Eskiler, İstanbul'un taşı toprağı altın diye boşuna dememiş... Yüzyıllarca çeşitli medeniyetlere ev sahipliği yapan, uğruna savaşlar verilen İstanbul'da, gün geçmiyor ki yeni bir keşif yapılmasın. İşte o, gün yüzüne çıkan yeni keşiflerden biri Bathonea Antik Liman kenti. Avcılar ilçesine bağlı Küçükçekmece gölünün hemen kıyısında bulunan bu antik kentle, geçtiğimiz hafta İstanbul'un en sıcak gününde tanışma fırsatı bulduk. Bakmayın yeni dediğime aslında bu kazı çalışmalarının evveliyatı 15 yıla dayanıyor. Buradaki çalışmalar, Kültür ve Turizm Bakanlığı'nın izni ve İstanbul Valiliği'nin maddi desteğiyle 2009 yılında Bakanlar Kurulu kararıyla Prof. Dr. Şengül Aydıngün başkanlığında bilimsel kazılara çevrildi.

================================

# Yönerge A
Bathonea Antik Liman kenti hakkındaki metinden "Eskiler, İstanbul'un taşı" ile "bilimsel kazılara çevrildi." arasındaki bölümü, bu ifadeler de dahil olmak üzere, aynen yazın.

================================

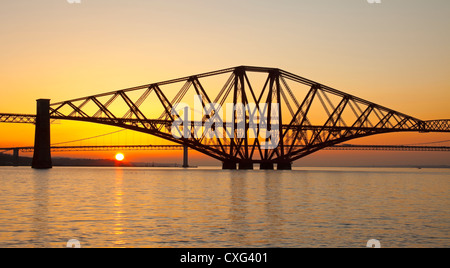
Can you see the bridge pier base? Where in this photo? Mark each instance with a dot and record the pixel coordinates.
(229, 165)
(284, 166)
(245, 165)
(42, 158)
(266, 166)
(185, 157)
(16, 157)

================================

# Yönerge B
Sağlanan verilerdeki tüm satırları, "photo" sözcüğünü "image" ile değiştirip geri kalan her şeyi olduğu gibi bırakarak yeniden yazın. Resimleri yanıta koymayın.

# Yanıt A
Eskiler, İstanbul'un taşı toprağı altın diye boşuna dememiş... Yüzyıllarca çeşitli medeniyetlere ev sahipliği yapan, uğruna savaşlar verilen İstanbul'da, gün geçmiyor ki yeni bir keşif yapılmasın. İşte o, gün yüzüne çıkan yeni keşiflerden biri Bathonea Antik Liman kenti. Avcılar ilçesine bağlı Küçükçekmece gölünün hemen kıyısında bulunan bu antik kentle, geçtiğimiz hafta İstanbul'un en sıcak gününde tanışma fırsatı bulduk. Bakmayın yeni dediğime aslında bu kazı çalışmalarının evveliyatı 15 yıla dayanıyor. Buradaki çalışmalar, Kültür ve Turizm Bakanlığı'nın izni ve İstanbul Valiliği'nin maddi desteğiyle 2009 yılında Bakanlar Kurulu kararıyla Prof. Dr. Şengül Aydıngün başkanlığında bilimsel kazılara çevrildi.

# Yanıt B
Can you see the bridge pier base? Where in this image? Mark each instance with a dot and record the pixel coordinates.
(229, 165)
(284, 166)
(245, 165)
(42, 158)
(266, 166)
(185, 157)
(16, 157)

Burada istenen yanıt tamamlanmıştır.